Items from a dataset:
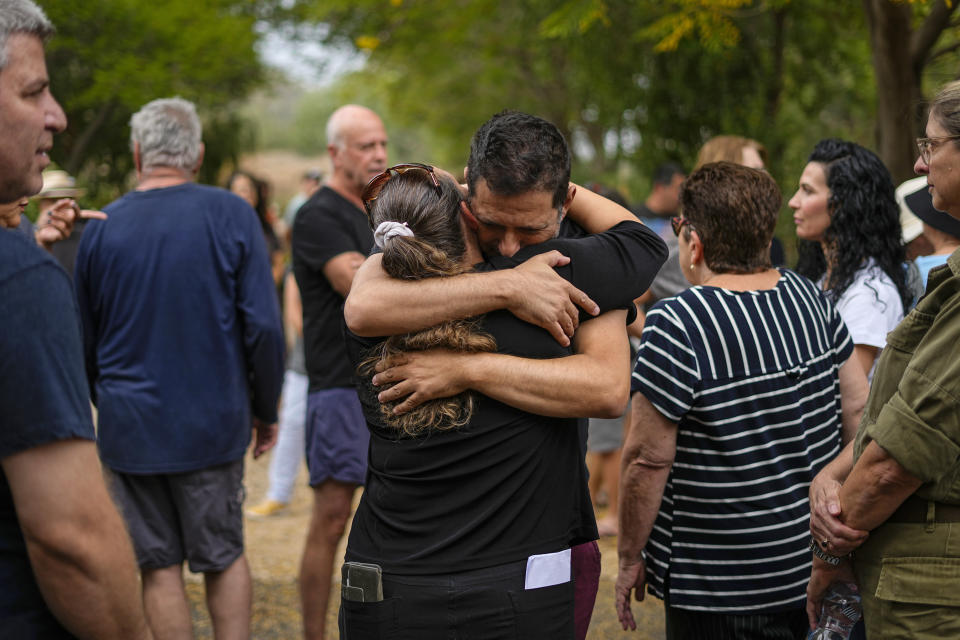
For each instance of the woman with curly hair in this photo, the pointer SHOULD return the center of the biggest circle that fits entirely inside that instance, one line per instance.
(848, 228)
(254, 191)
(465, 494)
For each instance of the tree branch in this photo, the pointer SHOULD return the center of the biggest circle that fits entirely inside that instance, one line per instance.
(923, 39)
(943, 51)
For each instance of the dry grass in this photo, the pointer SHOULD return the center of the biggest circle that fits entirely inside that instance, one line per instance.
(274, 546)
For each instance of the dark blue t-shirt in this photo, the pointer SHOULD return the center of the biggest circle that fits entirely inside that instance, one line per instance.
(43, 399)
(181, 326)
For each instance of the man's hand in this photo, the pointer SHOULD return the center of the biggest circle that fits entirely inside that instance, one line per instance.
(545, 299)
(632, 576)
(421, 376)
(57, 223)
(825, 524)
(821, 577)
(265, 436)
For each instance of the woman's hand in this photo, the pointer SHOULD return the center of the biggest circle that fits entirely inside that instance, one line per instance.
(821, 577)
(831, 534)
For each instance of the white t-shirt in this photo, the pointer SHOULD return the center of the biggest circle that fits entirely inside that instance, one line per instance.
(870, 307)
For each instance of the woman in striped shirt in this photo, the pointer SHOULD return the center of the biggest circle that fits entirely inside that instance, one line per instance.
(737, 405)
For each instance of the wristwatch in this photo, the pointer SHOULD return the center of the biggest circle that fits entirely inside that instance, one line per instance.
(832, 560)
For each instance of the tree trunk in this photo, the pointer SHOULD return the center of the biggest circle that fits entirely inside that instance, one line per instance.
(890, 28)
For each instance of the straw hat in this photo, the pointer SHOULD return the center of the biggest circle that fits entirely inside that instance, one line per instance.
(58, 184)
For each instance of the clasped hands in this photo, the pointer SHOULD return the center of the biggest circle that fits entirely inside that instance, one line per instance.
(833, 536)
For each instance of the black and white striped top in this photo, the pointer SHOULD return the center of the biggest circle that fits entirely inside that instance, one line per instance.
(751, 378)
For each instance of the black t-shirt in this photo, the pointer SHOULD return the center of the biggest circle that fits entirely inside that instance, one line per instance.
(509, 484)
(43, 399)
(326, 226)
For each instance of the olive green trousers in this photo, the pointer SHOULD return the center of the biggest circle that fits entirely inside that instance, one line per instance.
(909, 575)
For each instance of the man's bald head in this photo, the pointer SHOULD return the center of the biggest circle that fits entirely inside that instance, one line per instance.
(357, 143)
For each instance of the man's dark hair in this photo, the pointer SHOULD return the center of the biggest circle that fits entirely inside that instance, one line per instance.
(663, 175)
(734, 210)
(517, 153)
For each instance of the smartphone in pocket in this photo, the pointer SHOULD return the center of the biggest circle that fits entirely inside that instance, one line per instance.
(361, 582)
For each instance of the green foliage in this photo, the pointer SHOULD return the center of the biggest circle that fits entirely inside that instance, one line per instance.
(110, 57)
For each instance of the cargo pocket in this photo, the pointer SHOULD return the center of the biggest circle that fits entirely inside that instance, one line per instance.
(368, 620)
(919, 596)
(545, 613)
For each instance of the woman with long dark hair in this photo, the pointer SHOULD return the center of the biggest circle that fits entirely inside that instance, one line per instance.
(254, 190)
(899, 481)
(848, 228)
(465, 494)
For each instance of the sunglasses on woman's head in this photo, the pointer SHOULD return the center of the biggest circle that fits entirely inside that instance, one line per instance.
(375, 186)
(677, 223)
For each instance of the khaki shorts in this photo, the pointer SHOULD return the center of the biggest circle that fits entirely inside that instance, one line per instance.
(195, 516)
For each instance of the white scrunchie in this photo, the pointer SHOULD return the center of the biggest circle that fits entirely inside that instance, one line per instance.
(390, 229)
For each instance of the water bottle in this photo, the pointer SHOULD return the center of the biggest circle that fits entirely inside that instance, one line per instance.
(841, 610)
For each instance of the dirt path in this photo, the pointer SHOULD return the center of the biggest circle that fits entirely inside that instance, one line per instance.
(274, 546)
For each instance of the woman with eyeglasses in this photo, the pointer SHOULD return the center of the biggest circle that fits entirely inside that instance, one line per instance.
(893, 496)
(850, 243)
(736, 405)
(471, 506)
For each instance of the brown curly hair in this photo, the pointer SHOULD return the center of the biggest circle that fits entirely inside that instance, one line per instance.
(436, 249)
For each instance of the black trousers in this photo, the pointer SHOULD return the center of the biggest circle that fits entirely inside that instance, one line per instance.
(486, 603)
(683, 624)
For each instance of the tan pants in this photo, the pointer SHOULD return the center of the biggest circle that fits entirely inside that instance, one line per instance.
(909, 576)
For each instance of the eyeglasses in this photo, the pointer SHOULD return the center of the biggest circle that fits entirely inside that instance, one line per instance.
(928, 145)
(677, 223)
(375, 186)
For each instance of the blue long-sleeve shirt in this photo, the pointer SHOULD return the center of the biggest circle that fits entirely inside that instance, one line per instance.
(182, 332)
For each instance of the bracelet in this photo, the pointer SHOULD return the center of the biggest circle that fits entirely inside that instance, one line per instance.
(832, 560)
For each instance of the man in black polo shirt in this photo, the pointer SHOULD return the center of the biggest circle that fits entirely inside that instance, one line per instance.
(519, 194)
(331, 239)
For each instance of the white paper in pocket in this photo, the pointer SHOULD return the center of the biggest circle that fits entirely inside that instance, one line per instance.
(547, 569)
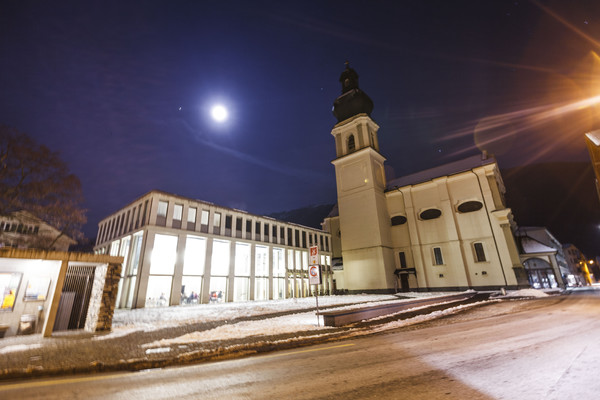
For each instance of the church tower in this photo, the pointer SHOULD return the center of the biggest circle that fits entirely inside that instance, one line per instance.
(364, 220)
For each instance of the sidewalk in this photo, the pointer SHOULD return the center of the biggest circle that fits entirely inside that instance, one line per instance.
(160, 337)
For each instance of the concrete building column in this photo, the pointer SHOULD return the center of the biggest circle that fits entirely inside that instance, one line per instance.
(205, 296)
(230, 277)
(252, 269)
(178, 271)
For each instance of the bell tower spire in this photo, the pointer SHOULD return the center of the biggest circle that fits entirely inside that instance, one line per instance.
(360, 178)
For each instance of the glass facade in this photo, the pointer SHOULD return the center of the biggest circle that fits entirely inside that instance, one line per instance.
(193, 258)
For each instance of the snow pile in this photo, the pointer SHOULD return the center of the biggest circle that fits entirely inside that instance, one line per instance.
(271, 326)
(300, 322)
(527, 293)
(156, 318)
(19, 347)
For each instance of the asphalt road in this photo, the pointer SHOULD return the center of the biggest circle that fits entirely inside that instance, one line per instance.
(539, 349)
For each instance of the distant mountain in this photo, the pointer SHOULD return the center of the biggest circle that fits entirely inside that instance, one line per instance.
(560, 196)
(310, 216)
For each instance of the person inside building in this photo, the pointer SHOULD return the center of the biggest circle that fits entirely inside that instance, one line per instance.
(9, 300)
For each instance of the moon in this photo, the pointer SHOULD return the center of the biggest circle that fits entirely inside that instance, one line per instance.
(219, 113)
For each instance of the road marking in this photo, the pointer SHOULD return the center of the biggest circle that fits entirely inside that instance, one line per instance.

» **WHAT THIS TASK INVOLVES**
Change every "biggest circle" in these lines to "largest circle" and write all the lines out again with nothing else altered. Leave the pictures out.

» **RESULT FOR THIS TASK**
For each instance of the woman with curly hair in this photo, the pointer SHOULD return the center of the largest circle that fits entirely inside that instance, one line per instance.
(848, 228)
(254, 191)
(465, 494)
For each instance of the tree branch in this photo, the pointer SHOULD return the center of the largest circle that fits entirely inside that instance, one line per instance.
(923, 39)
(943, 51)
For each instance of the dry grass in this photo, the pointer SHOULD return the center of the largest circle that fits entirely inside that instance, one line per instance.
(274, 546)
For each instance of the dark blue t-shirt in this photo, the pointer SHOULD return the center of the largest circle that fits entirely inside that instance, one line per instance.
(43, 399)
(181, 326)
For each instance of the man's hand in this photo, the pointer SHOULD return the center of the largest circle that fits entirely inside that instance, one line per instance.
(545, 299)
(632, 576)
(421, 376)
(57, 223)
(825, 524)
(821, 577)
(265, 436)
For each instance of the woman's hand in this photo, the pointer SHOULD return the center of the largest circle that fits entirely inside that instance, one line per instance.
(821, 577)
(831, 534)
For each instance of the white t-shirt in this photo, the pointer SHOULD return the center of the largest circle that fits entirely inside that instance, one line per instance.
(870, 307)
For each instance of the woman in striped shirt in this photo, the pointer SHOULD return the center of the largest circle that fits entirely inside that instance, one line per instance.
(737, 405)
For each instance of the wristwatch in this photo, the pointer SHOULD return the center of the largest circle that fits entirely inside that instance, one line per instance.
(832, 560)
For each instance of the tree trunk in this photo, the pointer SHOULD return the center of the largest circle that fits entirely inside that instance, one line per instance.
(890, 28)
For each instance of the straw hat in this photo, the pointer SHOULD return the center of the largest circle that fits entirely inside that instance, one line per instance.
(58, 184)
For each instance of the clasped hands in this photo, the pointer SHOULD return the center of the largest circle that fits entirely inside that instance, one line per instance.
(833, 536)
For each instance of the black and white striped top in this photo, the pointer SHOULD return the center of the largest circle that fits entirely inside that instance, one line per instance.
(751, 378)
For each instance of the black t-shirt in this photo, the pointer SHOULD return the center of the largest circle that fits entirely inside that instance, one line per instance.
(509, 484)
(43, 399)
(326, 226)
For each instance of the olive green trousers in this photo, the pointer SHOULD return the center of the largest circle that fits entirely inside that instance, one line per instance.
(909, 575)
For each instance of the man's bald head in this photo, the pointer SHOULD return the center of the largest circle that fits entirely inside that instance, one line per instance.
(357, 143)
For each instance of the man's dark hair in this photo, the pointer SHOULD return the center of the largest circle that fits entirely inside that instance, one line per instance.
(663, 175)
(734, 210)
(517, 153)
For each instance of the smartphone in pocket in this photo, the pointer SHOULD return the center of the largest circle that fits entirely inside that instance, one line per instance.
(361, 582)
For each instance of the green foliage in this photo, the pointer SHOULD return the center of the largest circle that fits entirely inside that instance, one line per instance.
(110, 57)
For each instance of the cargo pocket in this photo, the pointer SHOULD return the center of the largest circle that fits entirely inside that instance, one line per instance.
(368, 620)
(919, 596)
(545, 613)
For each instance of the woman with long dark hair in this photo, the pointer SHOULD return the center of the largest circle that fits entirely inside that instance, one line per instance.
(254, 190)
(899, 481)
(848, 228)
(465, 494)
For each instance of the sunglasses on woman's head in this photo, the pointer SHOULD return the center of the largest circle that fits entirely inside that instance, one line per instance.
(375, 186)
(677, 223)
For each instance of the khaki shorts in this photo, the pointer SHOULD return the center of the largest circle that fits entirely inside that instance, one line per instance.
(195, 516)
For each instance of the white scrunchie in this photo, the pointer SHOULD return the center of the largest circle that fits entirely inside that instance, one line per instance.
(390, 229)
For each instance of the water bottle in this photo, the pointer SHOULD return the center of the largest circle that fits entirely inside that instance, one line per instance.
(841, 610)
For each instance of the dirt path in this photo, the pointer SHOULD return the center of the largest circle that fits entirely inside that instance, one line per instance.
(274, 546)
For each instance of the woman with eyeglasses in this photo, the pointer SHOULD return the center of the largest circle that fits entirely inside that instance, one line per instance.
(893, 496)
(850, 243)
(736, 405)
(471, 506)
For each instance of the brown curly hair in this photo, the pointer SHOULD return the center of the largest circle that fits entirely inside that instance, one line per instance.
(436, 249)
For each instance of the black trousers in this photo, the pointer SHOULD return the center of the largest circle that fits entirely inside that instance, one line per instance.
(486, 603)
(683, 624)
For each instance of the tan pants in this photo, the pointer SHOULD return the center of the largest circle that fits entirely inside that instance, one line per instance.
(909, 576)
For each instance of the eyeglasses in this photo, the pointer SHOULD return the center of the largest circle that fits entirely inside that instance, one line per instance.
(928, 145)
(677, 223)
(375, 186)
For each instance of the blue long-sleeve shirt in this photo, the pointer SHOULD return the center of the largest circle that fits entirely inside that instance, one line per instance.
(182, 332)
For each instance of the bracelet in this photo, the pointer SHOULD return the center of the largest circle that fits entirely inside that instance, one line per instance.
(832, 560)
For each instance of the man in black polo shirt in this photo, the pointer SHOULD return the center of the largest circle that fits entirely inside that instance, one line per instance.
(519, 194)
(331, 239)
For each instance of the white paper in pocket in this photo, the pointer SHOULD return the center of the largest circle that fits entirely inside that instance, one line per instance.
(547, 569)
For each instance of the church tower in this photo, the pointer SHOULD return the center of the largest circle that fits entirely inside that instance, one line per instance.
(364, 220)
For each instance of the sidewalk in this photo, the pointer SHOULD return the center of the largest circle that fits entirely inside that instance, one line per instance.
(160, 337)
For each instance of the concrete building column in this photo, the pointer SHOULD return the center of the largest circle that fits entirely inside that instance, one line per instance.
(205, 296)
(230, 277)
(252, 269)
(178, 271)
For each instance of the bell tower spire in this photo, the pointer SHOULD return the center of the largest circle that fits entirely inside that instance, one line per instance.
(360, 178)
For each instance of the glass facade in this photo, the pointer SHOULD return the center of the largest circle that fits entirely inside that instance, one line per instance.
(193, 258)
For each instance of the snow pile in this photo, the pointer SHOULD return the center of the largest circle that fits entirely inside that instance, one line per instance.
(271, 326)
(300, 322)
(527, 293)
(156, 318)
(19, 347)
For each instance of the asphalt road in this photo, the pointer SHOULD return the center of the largest circle that fits entirely inside that instance, one line per instance.
(539, 349)
For each instance of the distant mountain in this photo, the pointer SHOULD return the center of the largest circle that fits entirely inside that instance, one line per instance.
(560, 196)
(310, 216)
For each instance of the person inside building in this photo, the pointer SHOULD return the center of the largest circle that fits entirely inside that instance, one line per instance.
(9, 300)
For each instance of the moon in this photo, the pointer SHOULD return the center of the largest circle that fits entirely inside that instance, one line per instance.
(219, 113)
For each instance of the road marking in this photo, the pointer SHOULD return the center of the largest circle that fits entirely inside that instance, one line per instance.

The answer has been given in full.